Excerpts of location labeling data:
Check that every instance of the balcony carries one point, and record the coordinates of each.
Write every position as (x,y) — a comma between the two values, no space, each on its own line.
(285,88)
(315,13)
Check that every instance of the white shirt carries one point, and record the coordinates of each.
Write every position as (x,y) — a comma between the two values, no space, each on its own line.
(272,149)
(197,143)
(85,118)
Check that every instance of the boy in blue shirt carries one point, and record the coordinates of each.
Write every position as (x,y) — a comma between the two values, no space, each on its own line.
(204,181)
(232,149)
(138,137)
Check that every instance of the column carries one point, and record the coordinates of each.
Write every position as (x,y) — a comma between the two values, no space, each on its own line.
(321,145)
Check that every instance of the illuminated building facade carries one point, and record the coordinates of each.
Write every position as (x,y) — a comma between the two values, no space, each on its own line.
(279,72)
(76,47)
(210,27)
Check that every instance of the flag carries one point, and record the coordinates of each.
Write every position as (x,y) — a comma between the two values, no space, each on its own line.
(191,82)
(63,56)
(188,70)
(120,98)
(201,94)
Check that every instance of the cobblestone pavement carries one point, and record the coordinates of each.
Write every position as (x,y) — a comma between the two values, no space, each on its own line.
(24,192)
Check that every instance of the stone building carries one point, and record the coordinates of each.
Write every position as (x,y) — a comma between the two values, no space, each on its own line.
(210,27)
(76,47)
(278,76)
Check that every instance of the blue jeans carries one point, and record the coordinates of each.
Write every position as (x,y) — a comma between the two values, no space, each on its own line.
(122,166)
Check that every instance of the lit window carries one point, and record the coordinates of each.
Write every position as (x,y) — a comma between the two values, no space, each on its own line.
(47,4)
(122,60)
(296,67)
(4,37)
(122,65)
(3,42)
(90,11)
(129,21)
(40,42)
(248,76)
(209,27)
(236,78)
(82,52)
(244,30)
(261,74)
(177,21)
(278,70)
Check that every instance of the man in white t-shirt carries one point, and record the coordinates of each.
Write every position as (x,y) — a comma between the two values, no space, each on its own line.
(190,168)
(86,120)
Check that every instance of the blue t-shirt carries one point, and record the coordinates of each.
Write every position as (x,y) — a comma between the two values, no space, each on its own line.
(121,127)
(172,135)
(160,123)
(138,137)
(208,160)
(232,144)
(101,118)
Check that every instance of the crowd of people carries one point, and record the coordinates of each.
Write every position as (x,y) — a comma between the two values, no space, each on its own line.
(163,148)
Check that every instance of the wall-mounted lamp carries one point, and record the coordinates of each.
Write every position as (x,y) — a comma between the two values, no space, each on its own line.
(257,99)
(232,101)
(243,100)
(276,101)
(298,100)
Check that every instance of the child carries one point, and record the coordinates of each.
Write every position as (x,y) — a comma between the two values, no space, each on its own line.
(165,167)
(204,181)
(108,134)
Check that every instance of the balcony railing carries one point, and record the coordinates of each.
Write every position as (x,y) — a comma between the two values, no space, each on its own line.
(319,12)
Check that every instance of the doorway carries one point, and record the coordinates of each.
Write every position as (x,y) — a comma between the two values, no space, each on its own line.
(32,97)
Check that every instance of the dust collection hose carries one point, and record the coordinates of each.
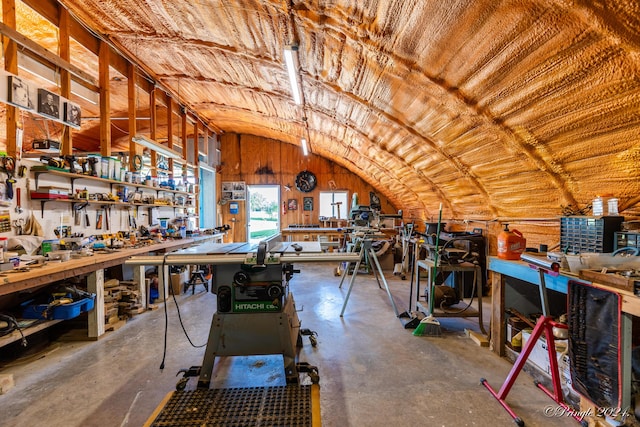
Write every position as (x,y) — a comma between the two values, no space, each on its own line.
(432,285)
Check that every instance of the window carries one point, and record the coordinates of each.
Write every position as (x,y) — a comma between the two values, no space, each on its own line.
(333,204)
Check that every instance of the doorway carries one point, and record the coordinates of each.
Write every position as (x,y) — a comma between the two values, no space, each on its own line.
(263,211)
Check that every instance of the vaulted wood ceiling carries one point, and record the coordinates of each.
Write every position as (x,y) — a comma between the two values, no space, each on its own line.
(496,109)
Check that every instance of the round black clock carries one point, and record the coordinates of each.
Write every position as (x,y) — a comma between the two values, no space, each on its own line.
(306,181)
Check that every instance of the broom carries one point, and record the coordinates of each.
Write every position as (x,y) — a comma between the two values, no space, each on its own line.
(430,325)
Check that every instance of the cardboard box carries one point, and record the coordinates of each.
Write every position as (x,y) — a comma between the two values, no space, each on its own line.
(178,281)
(539,356)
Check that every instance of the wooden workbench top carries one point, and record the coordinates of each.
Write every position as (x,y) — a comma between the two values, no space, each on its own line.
(50,272)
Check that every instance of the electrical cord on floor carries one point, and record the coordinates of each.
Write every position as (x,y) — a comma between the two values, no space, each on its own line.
(473,292)
(182,324)
(9,324)
(166,315)
(312,336)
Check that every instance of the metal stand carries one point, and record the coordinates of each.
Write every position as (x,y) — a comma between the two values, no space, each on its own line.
(234,334)
(545,324)
(367,250)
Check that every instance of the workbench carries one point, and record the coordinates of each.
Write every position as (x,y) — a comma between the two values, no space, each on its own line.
(456,268)
(310,233)
(93,267)
(501,270)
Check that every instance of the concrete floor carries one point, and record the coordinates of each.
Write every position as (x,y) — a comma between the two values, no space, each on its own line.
(373,372)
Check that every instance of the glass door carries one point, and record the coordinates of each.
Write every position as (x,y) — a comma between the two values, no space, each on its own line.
(263,211)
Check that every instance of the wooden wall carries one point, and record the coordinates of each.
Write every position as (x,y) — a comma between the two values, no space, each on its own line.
(258,160)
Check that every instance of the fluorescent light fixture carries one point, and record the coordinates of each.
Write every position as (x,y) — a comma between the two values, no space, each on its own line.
(292,70)
(155,146)
(207,168)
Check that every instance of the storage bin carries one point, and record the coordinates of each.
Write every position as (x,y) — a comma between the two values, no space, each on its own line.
(60,312)
(588,234)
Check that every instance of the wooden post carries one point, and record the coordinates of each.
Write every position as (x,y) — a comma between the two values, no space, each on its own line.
(11,65)
(133,101)
(95,284)
(153,120)
(65,77)
(498,332)
(105,104)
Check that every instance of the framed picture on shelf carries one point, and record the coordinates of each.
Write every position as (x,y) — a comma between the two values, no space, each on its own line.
(20,93)
(237,190)
(49,104)
(72,114)
(307,204)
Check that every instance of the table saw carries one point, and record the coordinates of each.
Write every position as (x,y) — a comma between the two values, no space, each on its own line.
(256,315)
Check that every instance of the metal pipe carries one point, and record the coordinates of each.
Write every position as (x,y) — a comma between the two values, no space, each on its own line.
(198,259)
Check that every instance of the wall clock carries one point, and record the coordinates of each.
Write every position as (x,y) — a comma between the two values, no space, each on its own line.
(306,181)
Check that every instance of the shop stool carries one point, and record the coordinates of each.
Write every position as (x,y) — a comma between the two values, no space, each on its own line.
(197,278)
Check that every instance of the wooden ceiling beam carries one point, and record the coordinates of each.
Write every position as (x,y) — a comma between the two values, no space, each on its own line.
(11,65)
(66,147)
(40,54)
(105,101)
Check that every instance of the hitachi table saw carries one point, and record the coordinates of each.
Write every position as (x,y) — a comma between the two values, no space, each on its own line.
(256,315)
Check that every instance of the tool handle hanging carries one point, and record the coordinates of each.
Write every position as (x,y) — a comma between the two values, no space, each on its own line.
(9,190)
(432,291)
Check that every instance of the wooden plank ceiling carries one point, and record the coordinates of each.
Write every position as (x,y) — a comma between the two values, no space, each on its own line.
(497,109)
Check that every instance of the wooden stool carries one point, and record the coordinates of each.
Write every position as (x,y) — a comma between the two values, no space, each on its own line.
(197,278)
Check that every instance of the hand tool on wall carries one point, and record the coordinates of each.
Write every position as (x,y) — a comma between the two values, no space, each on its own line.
(18,205)
(19,225)
(99,214)
(92,166)
(86,216)
(79,210)
(71,162)
(9,167)
(107,211)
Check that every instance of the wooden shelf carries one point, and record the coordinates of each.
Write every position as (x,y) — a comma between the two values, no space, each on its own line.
(15,335)
(75,176)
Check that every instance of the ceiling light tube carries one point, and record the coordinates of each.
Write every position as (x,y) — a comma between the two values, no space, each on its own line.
(155,146)
(292,70)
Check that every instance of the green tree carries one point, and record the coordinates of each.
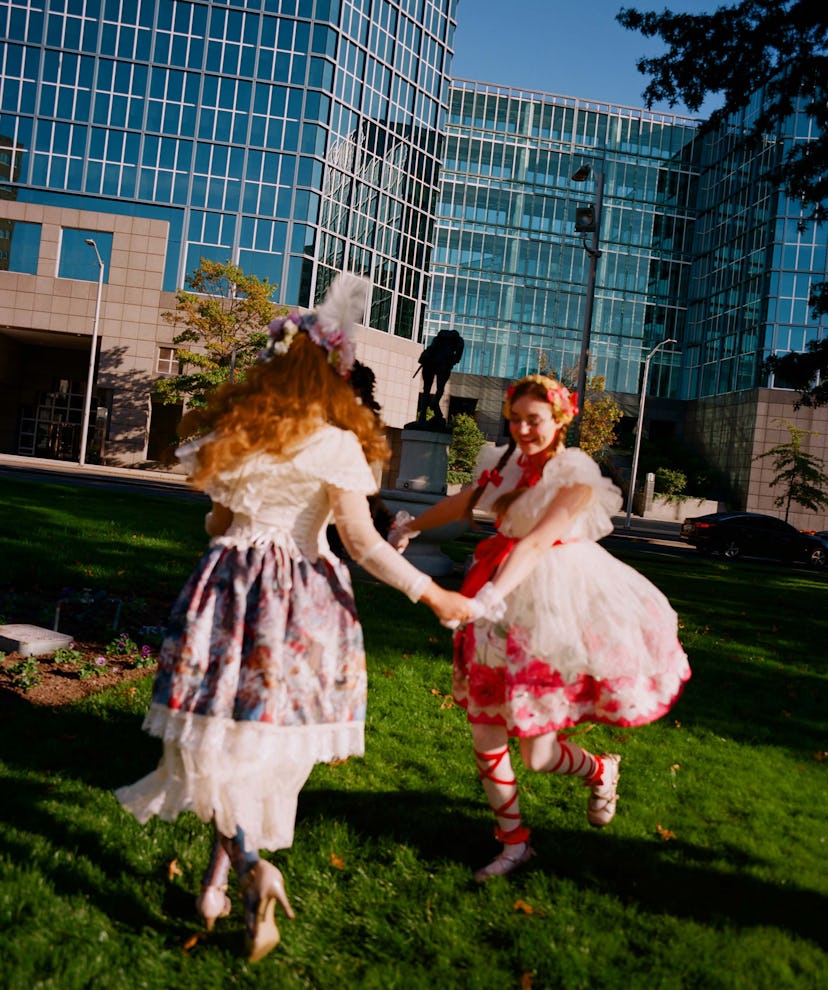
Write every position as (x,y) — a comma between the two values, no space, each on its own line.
(799,473)
(600,416)
(781,45)
(804,371)
(222,325)
(466,441)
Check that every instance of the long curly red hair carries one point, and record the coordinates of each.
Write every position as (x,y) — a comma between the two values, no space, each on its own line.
(279,403)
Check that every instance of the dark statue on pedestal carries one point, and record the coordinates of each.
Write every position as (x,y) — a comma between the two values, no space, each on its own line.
(436,362)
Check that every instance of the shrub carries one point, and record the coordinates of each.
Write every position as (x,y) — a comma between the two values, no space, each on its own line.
(466,441)
(25,674)
(670,484)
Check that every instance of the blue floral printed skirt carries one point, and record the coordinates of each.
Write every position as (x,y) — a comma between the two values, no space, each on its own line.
(261,675)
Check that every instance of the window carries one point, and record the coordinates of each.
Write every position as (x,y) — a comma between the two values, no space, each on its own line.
(167,363)
(78,259)
(19,246)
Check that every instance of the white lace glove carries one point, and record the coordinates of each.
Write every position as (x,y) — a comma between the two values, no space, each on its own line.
(487,604)
(402,530)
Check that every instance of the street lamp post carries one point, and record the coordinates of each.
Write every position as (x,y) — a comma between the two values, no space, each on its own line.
(641,401)
(588,222)
(87,404)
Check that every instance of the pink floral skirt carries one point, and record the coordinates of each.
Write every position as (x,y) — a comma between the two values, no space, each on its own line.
(607,650)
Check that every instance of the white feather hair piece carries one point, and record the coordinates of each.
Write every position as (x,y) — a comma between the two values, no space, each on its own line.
(344,303)
(333,329)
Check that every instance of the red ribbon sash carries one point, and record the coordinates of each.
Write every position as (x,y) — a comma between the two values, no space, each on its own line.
(488,556)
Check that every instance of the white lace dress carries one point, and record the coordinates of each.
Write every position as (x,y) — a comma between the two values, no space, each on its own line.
(262,671)
(585,637)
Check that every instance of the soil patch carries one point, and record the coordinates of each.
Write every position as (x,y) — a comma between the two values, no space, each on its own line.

## [Task brief]
Only the lines from the one containing "Check that every instance of the white lace glove" to the end of the records should be repeated, exactly as they appear.

## [Exercise solution]
Check that every instance of the white lace glove carries one point, and record the coordinates of each.
Write every position as (x,y) — a comma between the two values, no space, each on its own line.
(487,604)
(402,530)
Check that every instance of the street lamp post carries one point, and record the coordinates of each.
Write every position as (x,y) — a comma between the two values, no space, each on its own line.
(641,401)
(588,222)
(87,404)
Check that every instance of the pink floral skirt carries one point, and record the coordinates of each.
Write every position as (x,y) — a comma between the two values, no space, each on its own line.
(607,650)
Check that every instance of the white feather hair piece carries one point, and record the coordinates of each.
Write every position as (x,y) — a comma between the two values, no space, each on its own line.
(344,303)
(333,329)
Check that every instance of the red ribbon sash carries one point, and record the coordinates of each.
Write every position as (x,y) — a comma between the two values, no space, each on its own line.
(488,556)
Check that every instance of the white lace dress carries one point, and record the coordinates of each.
Write every position as (x,y) — a comma between the two values, no space, each on its own line.
(262,671)
(585,637)
Check that every instance of the soil patch carries one point, and record the coordinates of each.
Write every position as (x,y) — a comma between the two values, no space, each on its own line.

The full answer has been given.